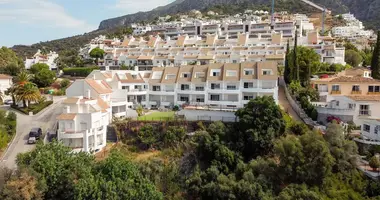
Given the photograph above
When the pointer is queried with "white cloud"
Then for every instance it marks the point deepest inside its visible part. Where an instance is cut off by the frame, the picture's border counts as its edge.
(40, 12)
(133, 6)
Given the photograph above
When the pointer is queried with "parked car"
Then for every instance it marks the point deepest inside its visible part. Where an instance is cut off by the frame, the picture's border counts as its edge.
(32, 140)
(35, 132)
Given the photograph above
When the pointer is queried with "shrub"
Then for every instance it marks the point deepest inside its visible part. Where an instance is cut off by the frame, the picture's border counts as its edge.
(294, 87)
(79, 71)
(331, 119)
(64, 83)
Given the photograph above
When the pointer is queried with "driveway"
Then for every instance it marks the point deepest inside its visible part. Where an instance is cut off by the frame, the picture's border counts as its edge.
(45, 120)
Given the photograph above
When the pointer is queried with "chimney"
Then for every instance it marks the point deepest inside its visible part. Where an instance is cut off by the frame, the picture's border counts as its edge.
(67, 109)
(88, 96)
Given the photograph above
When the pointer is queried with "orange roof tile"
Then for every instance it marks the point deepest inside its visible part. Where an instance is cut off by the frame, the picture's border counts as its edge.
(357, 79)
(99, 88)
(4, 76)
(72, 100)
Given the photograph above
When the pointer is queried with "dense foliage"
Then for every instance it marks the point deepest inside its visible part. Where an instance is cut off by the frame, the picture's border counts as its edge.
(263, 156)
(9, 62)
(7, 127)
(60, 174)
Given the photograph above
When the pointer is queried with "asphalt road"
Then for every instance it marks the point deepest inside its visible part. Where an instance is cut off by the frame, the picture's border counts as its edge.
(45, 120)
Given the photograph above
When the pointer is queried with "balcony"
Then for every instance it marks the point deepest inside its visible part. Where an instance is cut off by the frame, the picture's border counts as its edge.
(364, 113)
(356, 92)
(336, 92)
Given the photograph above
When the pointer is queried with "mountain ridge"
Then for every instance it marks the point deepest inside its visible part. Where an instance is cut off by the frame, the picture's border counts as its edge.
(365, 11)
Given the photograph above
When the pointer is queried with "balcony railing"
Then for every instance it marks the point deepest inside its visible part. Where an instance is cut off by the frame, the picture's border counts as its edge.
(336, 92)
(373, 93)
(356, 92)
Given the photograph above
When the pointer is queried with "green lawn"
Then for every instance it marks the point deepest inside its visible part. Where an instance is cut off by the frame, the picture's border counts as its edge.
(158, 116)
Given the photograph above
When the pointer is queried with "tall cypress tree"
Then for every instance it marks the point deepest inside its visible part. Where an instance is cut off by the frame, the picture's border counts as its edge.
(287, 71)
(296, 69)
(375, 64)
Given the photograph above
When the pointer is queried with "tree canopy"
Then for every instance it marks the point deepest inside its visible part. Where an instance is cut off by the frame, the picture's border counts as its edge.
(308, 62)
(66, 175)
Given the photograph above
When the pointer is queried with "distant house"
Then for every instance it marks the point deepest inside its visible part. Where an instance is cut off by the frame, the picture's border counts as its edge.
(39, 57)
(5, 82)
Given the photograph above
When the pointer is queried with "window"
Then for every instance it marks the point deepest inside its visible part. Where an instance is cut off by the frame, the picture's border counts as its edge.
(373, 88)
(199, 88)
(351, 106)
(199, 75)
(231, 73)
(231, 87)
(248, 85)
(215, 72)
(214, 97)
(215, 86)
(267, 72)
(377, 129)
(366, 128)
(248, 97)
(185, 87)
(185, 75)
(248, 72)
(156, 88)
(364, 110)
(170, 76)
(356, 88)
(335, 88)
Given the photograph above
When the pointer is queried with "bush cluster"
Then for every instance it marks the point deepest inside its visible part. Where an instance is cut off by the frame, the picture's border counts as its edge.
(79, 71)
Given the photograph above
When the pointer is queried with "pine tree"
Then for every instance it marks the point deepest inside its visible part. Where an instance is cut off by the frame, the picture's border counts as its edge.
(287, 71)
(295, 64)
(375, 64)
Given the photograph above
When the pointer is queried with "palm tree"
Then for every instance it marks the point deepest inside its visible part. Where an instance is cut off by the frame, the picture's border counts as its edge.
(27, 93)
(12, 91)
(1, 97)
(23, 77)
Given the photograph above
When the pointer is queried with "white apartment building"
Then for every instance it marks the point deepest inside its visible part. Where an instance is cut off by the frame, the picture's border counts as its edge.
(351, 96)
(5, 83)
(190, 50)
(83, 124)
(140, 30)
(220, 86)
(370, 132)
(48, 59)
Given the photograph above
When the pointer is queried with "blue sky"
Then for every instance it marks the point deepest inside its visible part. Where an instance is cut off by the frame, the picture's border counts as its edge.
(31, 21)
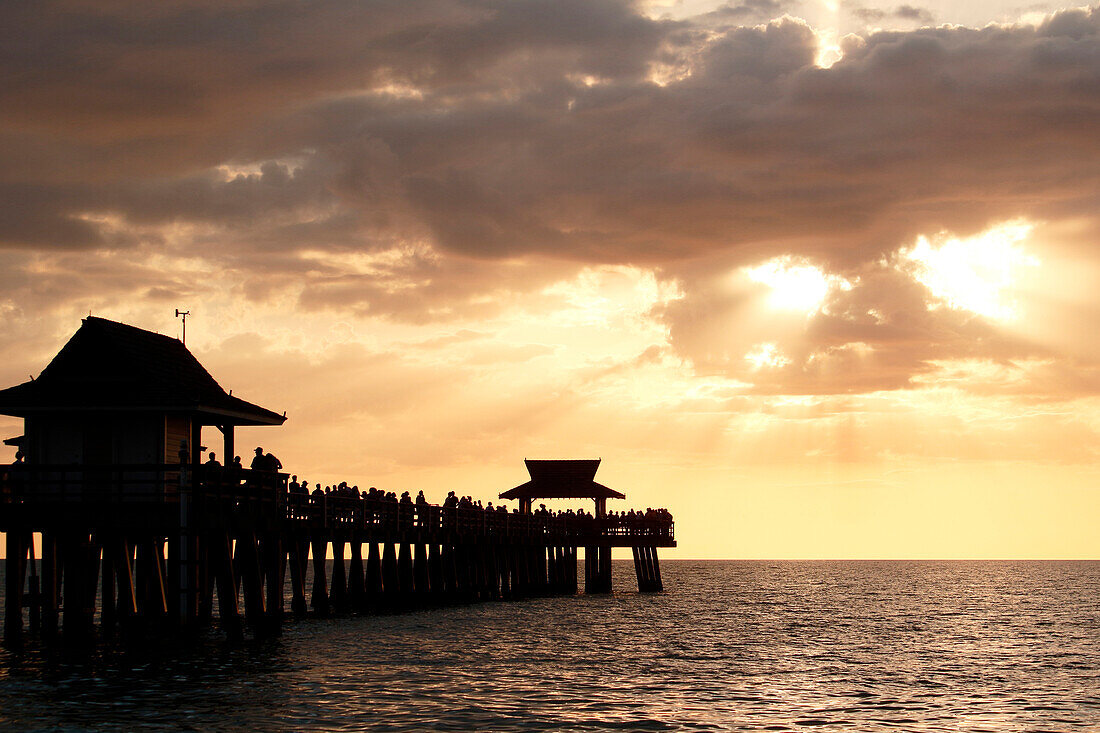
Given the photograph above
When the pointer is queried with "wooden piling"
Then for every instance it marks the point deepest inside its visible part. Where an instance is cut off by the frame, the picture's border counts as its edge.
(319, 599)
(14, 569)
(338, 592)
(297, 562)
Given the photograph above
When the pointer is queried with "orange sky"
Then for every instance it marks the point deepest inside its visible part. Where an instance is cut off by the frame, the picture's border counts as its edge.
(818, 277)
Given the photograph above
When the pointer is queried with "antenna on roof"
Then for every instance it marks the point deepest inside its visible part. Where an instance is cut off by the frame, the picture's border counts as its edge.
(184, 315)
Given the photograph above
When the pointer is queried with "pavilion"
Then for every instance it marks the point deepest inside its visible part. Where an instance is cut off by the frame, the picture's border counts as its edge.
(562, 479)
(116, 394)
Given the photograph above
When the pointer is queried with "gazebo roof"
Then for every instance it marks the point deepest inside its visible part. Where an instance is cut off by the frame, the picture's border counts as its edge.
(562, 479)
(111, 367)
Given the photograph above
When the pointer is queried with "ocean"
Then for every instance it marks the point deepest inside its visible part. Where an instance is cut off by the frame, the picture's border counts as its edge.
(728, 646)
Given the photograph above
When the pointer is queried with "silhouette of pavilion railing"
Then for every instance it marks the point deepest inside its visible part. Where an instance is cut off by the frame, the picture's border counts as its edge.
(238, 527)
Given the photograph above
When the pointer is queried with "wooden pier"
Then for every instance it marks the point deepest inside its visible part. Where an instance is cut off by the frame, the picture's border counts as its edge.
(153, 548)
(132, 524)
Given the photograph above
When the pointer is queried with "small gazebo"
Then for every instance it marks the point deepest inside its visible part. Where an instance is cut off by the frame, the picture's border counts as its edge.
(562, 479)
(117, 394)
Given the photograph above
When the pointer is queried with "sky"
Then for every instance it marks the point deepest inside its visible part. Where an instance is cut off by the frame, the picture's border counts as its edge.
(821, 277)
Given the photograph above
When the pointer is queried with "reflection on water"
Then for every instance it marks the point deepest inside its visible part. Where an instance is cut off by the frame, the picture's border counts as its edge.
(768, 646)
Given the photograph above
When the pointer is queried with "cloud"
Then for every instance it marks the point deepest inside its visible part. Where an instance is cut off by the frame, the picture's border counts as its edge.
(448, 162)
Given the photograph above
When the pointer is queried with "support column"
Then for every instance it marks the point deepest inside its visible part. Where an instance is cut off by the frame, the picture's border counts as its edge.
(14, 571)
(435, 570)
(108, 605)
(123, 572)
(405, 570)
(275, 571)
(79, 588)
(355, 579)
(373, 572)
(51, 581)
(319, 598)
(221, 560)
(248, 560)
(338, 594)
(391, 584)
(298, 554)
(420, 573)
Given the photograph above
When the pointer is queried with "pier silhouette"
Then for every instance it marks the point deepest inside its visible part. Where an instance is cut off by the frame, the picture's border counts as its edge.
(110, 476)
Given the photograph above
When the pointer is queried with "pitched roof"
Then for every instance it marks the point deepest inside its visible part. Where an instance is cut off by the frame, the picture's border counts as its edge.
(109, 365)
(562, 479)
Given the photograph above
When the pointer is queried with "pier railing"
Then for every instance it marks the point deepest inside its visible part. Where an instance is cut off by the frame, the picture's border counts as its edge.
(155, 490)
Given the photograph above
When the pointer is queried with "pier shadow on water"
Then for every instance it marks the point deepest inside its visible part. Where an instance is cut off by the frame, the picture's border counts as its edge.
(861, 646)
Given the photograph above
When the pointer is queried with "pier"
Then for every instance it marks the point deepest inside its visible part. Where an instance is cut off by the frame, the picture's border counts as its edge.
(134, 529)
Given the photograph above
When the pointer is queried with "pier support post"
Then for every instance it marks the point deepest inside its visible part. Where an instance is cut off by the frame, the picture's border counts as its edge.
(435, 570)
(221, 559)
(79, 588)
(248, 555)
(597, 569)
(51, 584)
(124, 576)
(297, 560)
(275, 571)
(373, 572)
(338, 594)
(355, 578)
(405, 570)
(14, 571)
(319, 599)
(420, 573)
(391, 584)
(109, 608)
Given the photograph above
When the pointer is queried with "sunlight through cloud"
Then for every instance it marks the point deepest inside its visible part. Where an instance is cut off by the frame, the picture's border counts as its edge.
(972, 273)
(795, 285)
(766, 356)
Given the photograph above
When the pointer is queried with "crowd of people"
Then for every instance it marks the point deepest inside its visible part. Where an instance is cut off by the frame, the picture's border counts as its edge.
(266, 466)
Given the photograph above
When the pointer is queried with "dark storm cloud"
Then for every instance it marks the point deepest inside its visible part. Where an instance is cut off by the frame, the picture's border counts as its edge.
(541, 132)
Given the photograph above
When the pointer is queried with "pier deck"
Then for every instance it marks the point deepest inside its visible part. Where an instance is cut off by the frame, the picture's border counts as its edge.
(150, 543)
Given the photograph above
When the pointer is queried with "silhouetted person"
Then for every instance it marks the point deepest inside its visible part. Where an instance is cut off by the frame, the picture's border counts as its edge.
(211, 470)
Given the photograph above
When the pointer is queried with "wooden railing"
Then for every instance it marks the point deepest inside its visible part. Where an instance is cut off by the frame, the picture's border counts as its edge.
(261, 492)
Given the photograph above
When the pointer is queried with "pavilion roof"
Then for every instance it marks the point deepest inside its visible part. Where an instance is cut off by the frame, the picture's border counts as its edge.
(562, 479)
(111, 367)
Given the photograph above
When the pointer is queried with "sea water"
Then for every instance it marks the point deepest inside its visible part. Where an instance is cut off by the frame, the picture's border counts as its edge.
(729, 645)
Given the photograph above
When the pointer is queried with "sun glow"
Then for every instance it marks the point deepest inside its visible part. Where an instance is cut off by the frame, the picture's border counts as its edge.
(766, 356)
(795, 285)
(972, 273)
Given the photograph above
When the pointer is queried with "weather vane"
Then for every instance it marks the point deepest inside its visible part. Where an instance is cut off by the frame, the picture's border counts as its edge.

TO DO
Extract every line of the rows above that contains the word "roof".

WORKED SOLUTION
When the pointer is queried with "orange roof tile"
When the pointer is queried with "antenna on roof"
When the pointer is queried with "gazebo roof"
When the pointer is queried with "pitched roof"
When the pointer is queried with "pavilion roof"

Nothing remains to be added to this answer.